::: DOCUMENT EXTRACT

Billy Corgan, the sonic architect behind one of the biggest bands to emerge from the alt-rock era, the Smashing Pumpkins, doesn’t romanticize the past anymore.

“I

’m not sentimental. I can tell you that,” laughs Corgan. “Actually, I was much more sentimental back in the day, although I tried to hide it.” The guitar wiz laughs again at the thought during a call to Digital Trends from his native Chicago to discuss the massive six-CD/one-DVD/107-track box set out today on Virgin/Ume. It celebrates Adore, the Pumpkins’ oft-misunderstood 1998 follow up to the 1995 mega hit, Mellon Collie and the Infinite Sadness.
Adore veered away from focusing on the band’s patented loud/soft guitar histrionics to embrace Corgan’s ever-expanding folk, acoustic, and electronic leanings. Tracks like the touching “To Sheila”, the burbling “Ava Adore”, and the anthemic, cathartic “For Martha” showed the expanding breadth of a songwriter who has plans to release not one but two new Pumpkins records in early 2015, Monuments to an Elegy and Day for Night.

“I don’t think I could have ever imagined how the technological changes would affect both the way we make music and the way we listen to music.” 

Corgan and his Adore production team were working with an early version of ProTools back in 1998, and while the album received mixed reaction upon its release, it has since become a touchstone for the modern millennial era of recording.

“Looking back, I don’t think I could have ever imagined how the technological changes would affect both the way we make music and the way we listen to music,” Corgan reflects. “I feel like somebody in the 1930s imagining space travel. It had a sort of romanticism to it that had long been beaten out of me.”

::::::

PARTS OF THE EXERCISE –
1. From the Smashing Pumpkins article, reproduce the passage from "Billy Corgan, the" to "the Infinite Sadness.", swapping "sentimental" for "nostalgic".
2. Condense the paragraph of the Smashing Pumpkins article beginning "Adore veered away" into a shorter version that retains its main facts.
The entries are not needed.

::: DATA ROWS

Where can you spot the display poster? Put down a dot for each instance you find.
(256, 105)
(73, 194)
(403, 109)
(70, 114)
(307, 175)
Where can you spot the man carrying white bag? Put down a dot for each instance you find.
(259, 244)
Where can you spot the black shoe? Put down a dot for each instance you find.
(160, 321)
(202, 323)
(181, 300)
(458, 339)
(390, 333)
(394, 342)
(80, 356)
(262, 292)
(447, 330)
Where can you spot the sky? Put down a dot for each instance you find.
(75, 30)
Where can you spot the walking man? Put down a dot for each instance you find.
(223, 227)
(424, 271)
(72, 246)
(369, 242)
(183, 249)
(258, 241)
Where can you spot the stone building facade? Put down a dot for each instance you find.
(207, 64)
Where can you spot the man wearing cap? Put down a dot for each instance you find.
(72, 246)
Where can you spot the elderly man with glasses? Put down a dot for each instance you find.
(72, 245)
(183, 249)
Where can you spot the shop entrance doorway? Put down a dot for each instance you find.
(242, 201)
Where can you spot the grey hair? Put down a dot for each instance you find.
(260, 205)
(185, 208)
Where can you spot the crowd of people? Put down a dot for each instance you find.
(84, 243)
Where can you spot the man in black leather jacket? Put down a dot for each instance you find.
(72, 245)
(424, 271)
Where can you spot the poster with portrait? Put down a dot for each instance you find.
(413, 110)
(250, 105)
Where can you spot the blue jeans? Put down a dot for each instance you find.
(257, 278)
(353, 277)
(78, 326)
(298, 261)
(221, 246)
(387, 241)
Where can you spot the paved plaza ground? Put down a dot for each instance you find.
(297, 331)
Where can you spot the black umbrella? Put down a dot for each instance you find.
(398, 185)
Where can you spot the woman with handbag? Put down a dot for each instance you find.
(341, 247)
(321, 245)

::::::

RESULTS IN ORDER –
1.
Billy Corgan, the sonic architect behind one of the biggest bands to emerge from the alt-rock era, the Smashing Pumpkins, doesn’t romanticize the past anymore.

“I

’m not nostalgic. I can tell you that,” laughs Corgan. “Actually, I was much more nostalgic back in the day, although I tried to hide it.” The guitar wiz laughs again at the thought during a call to Digital Trends from his native Chicago to discuss the massive six-CD/one-DVD/107-track box set out today on Virgin/Ume. It celebrates Adore, the Pumpkins’ oft-misunderstood 1998 follow up to the 1995 mega hit, Mellon Collie and the Infinite Sadness.

2. Adore shifted away from the band's signature loud/soft guitar theatrics toward Corgan's growing folk, acoustic, and electronic interests. Songs such as "To Sheila," "Ava Adore," and "For Martha" displayed the widening range of a songwriter who plans to release two new Pumpkins records, Monuments to an Elegy and Day for Night, in early 2015.